### EXERCISE
Transcribe only the lines of the material below, beginning with the line that contains "Practice step: point out every instance of the dark" and ending with the line that contains "pixel 347 159", including both of those lines. Reproduce them verbatim.

### DATA FOR THIS TASK
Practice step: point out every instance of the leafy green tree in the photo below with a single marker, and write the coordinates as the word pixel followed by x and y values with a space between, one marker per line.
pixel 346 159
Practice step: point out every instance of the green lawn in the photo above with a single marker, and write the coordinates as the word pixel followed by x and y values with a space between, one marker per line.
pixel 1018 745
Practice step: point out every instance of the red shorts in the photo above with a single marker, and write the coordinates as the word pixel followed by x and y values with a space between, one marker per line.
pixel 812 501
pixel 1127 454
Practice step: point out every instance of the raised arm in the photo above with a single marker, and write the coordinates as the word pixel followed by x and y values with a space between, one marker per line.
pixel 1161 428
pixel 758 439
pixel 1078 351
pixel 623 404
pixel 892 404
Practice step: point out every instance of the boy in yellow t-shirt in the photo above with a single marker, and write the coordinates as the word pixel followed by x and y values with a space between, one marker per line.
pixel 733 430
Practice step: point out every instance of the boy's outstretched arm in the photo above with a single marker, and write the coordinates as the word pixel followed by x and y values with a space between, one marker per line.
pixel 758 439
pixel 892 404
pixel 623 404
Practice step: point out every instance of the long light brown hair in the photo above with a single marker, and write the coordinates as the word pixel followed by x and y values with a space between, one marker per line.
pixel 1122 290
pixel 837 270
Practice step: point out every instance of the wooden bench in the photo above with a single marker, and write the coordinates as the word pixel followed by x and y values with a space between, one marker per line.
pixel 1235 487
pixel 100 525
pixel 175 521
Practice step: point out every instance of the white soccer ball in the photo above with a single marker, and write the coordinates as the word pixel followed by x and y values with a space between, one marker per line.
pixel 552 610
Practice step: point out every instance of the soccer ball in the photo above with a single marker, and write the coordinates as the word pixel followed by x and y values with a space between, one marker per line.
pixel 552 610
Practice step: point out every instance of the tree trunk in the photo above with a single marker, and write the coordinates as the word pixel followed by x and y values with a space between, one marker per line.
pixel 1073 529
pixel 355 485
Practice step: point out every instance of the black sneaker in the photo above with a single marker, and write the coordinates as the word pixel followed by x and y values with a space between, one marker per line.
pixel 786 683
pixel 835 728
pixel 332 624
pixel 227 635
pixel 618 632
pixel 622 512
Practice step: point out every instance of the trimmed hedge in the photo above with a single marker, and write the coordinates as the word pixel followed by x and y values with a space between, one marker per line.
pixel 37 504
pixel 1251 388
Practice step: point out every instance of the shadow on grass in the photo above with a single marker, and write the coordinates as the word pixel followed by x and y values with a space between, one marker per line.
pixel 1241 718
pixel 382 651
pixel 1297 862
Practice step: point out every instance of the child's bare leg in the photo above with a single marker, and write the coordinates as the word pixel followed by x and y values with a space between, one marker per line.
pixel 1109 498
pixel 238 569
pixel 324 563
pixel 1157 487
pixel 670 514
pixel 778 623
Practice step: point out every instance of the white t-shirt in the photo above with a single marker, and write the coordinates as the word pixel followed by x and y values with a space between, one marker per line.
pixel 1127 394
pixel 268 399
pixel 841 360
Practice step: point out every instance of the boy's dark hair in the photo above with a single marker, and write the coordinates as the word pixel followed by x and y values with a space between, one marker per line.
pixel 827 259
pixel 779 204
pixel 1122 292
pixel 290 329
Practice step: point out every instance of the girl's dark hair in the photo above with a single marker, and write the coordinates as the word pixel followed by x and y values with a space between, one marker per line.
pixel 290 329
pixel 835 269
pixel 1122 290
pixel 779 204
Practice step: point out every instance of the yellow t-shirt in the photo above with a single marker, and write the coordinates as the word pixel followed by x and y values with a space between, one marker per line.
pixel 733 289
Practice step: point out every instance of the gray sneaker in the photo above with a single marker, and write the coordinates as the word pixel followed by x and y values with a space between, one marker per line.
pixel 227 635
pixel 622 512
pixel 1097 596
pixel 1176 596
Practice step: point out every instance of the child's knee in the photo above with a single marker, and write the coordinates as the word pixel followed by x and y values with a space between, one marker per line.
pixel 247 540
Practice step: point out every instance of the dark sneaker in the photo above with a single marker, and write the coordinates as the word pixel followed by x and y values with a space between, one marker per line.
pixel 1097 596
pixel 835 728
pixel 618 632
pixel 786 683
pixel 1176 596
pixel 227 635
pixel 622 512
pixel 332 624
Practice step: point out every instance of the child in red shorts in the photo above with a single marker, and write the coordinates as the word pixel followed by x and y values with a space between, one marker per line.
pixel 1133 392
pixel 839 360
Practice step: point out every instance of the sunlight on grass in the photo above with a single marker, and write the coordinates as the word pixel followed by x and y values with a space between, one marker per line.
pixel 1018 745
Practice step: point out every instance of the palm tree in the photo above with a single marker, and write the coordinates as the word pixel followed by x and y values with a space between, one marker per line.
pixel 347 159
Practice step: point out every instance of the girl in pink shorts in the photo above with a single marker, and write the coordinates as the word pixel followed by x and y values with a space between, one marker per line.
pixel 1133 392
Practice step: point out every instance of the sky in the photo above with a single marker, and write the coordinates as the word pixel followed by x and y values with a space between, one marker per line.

### RESPONSE FOR THIS EXERCISE
Practice step: point out every instance of the dark sneaker in the photo above with a single marker, and write the coordinates as the word pixel followed by x and y values with a space between, one marker per line.
pixel 1097 596
pixel 835 728
pixel 618 632
pixel 786 683
pixel 1176 596
pixel 227 635
pixel 622 512
pixel 332 624
Practice step: point out every instance of the child in red shorts in the photo above with a single marker, and write the coordinates as the word pixel followed by x and y values with a space between, one marker per line.
pixel 1133 392
pixel 839 360
Practice step: point out every instance of the sunlight on grass in the photo above with a single marker, and write the coordinates as the word pixel followed by x and y values with a space between, one marker per line.
pixel 1018 745
Practice step: point out every instance of the palm tree in the photo above with a single marker, and write the coordinates as the word pixel followed by x and y values with a space between, one marker per line.
pixel 347 159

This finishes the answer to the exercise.